<<<<

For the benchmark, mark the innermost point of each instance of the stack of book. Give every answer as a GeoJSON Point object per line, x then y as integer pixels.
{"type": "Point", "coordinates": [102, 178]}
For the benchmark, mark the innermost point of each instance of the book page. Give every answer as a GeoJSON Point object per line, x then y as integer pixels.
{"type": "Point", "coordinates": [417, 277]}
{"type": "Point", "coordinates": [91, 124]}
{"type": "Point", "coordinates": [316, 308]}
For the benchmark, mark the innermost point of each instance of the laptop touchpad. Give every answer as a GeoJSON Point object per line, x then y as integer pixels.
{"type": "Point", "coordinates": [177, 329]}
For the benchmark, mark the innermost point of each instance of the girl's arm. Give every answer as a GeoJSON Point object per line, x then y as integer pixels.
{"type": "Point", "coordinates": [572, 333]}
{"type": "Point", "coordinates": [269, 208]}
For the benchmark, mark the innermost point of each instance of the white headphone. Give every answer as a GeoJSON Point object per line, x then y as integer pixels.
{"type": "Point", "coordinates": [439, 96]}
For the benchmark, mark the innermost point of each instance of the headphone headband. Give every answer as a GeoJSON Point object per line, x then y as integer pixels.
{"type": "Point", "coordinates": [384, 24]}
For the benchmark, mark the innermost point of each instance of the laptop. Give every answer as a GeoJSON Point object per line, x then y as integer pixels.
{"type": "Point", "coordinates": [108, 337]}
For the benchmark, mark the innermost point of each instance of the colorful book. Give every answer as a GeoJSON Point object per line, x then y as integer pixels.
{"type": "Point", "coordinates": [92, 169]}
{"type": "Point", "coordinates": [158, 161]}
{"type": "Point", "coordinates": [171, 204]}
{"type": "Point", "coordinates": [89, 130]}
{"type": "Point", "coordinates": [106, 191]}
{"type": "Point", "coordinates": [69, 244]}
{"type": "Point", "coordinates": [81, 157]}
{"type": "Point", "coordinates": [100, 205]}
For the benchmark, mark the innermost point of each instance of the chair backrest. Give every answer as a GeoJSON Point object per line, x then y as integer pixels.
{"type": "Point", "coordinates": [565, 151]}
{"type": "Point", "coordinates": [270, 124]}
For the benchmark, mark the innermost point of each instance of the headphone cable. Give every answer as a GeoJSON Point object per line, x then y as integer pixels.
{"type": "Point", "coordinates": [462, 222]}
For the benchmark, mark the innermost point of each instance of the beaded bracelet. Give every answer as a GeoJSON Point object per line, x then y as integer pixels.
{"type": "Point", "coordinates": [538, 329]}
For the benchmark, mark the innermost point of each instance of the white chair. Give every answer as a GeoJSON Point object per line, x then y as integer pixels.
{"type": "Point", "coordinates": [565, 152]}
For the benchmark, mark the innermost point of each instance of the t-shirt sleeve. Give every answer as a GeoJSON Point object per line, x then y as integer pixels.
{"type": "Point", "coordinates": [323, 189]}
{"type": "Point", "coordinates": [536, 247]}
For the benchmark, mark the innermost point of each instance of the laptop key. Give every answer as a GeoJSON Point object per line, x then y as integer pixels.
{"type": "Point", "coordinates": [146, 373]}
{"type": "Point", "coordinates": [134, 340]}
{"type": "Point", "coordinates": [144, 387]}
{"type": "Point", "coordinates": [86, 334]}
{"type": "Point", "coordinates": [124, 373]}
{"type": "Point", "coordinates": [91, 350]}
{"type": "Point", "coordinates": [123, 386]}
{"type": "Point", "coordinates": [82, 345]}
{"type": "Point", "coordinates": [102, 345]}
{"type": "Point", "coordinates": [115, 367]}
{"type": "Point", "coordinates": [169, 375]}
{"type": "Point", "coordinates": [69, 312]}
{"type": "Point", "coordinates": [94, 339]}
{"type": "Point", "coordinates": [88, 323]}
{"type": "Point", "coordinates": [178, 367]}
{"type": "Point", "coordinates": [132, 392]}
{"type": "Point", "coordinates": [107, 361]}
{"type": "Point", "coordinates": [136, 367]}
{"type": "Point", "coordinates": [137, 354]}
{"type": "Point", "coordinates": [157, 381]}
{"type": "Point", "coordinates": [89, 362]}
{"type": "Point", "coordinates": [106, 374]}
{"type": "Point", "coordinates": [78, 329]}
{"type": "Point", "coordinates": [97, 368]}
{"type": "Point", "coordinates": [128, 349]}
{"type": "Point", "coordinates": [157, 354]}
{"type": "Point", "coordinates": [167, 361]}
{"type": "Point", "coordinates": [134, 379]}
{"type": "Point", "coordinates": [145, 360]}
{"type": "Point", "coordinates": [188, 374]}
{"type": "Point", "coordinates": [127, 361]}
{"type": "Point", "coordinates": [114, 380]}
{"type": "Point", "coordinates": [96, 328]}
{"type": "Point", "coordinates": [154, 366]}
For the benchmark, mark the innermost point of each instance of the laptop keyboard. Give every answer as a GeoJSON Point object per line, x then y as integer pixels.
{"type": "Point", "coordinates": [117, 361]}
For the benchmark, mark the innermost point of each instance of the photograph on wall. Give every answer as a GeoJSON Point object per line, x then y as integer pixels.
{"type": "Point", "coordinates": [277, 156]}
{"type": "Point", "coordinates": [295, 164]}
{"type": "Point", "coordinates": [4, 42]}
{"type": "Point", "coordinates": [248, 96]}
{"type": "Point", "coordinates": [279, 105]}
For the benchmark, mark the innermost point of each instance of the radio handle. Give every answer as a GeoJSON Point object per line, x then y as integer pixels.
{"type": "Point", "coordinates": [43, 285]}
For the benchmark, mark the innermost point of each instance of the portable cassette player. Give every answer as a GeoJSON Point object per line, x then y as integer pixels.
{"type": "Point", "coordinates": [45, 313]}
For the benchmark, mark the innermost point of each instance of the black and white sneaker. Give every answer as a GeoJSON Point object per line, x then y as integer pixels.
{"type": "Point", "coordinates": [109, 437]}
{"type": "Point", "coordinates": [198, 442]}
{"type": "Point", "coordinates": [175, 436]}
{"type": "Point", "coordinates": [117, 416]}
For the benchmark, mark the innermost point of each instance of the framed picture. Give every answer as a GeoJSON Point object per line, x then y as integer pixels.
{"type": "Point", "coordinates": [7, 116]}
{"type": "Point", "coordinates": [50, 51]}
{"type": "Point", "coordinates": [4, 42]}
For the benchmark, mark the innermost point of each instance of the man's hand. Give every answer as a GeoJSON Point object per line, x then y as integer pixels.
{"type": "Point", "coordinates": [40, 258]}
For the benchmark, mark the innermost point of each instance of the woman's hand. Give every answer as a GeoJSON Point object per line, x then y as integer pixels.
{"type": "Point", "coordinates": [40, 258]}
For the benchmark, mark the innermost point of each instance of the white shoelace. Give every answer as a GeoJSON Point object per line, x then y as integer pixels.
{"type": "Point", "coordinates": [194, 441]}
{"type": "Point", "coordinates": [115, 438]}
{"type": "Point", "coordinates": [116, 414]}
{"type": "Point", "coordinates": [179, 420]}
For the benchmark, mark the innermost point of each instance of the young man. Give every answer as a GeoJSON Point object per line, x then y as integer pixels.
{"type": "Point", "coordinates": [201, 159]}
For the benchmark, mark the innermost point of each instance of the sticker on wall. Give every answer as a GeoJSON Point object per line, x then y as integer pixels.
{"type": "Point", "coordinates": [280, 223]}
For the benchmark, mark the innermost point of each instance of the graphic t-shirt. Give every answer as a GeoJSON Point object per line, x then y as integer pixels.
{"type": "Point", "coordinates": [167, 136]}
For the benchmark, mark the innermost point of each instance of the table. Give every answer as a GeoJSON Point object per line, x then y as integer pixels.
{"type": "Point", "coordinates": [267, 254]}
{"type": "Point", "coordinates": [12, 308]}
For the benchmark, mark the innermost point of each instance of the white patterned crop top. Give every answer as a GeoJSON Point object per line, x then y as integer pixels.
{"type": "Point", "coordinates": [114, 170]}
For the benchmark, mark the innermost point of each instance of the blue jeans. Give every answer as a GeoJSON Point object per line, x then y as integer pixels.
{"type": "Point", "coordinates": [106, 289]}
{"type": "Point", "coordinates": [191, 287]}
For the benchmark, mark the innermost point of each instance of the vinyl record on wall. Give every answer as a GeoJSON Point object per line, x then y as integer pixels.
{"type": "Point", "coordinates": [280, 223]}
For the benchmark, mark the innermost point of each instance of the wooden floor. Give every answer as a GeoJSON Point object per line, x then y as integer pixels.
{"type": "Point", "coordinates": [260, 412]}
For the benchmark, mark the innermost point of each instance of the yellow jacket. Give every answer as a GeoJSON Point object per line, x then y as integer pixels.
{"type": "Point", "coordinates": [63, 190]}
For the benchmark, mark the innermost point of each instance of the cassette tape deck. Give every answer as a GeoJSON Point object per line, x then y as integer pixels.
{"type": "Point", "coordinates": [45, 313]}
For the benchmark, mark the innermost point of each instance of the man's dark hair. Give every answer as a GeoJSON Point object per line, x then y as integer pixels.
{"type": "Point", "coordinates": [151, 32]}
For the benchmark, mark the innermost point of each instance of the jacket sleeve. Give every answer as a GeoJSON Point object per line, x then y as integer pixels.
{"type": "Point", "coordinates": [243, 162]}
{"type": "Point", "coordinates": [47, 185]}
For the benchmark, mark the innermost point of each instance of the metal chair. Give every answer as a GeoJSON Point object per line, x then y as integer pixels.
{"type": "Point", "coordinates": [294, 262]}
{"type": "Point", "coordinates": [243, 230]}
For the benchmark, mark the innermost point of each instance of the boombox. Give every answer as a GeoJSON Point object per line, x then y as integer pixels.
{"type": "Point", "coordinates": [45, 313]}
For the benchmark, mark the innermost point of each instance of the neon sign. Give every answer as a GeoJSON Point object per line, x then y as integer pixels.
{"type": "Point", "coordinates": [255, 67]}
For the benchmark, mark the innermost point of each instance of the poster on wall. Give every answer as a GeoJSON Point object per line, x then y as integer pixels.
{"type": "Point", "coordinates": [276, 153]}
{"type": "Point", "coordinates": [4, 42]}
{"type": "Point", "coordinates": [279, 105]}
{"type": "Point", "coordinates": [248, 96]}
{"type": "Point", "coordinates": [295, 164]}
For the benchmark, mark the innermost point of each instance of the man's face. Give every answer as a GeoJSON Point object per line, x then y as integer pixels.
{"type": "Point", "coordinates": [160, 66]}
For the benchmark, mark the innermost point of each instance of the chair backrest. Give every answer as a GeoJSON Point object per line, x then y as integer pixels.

>>>>

Copy the lines again word for word, starting with the line that contains "of the poster" and going through the last of the lines.

Task result =
For the benchmark, mark the innermost point of each instance of the poster on wall. Give every answer as a GeoJSON Point object per line, x then y as integer pixels.
{"type": "Point", "coordinates": [276, 153]}
{"type": "Point", "coordinates": [4, 42]}
{"type": "Point", "coordinates": [279, 105]}
{"type": "Point", "coordinates": [248, 96]}
{"type": "Point", "coordinates": [295, 164]}
For the benchmark, mark the innermost point of each instance of the man's face. Give every answer as a GeoJSON Point object per line, x then y as integer pixels.
{"type": "Point", "coordinates": [160, 66]}
For the benchmark, mark the innermost point of each instance of the chair backrest. Give every answer as a GeoJSON Point object per line, x then y as integer pixels.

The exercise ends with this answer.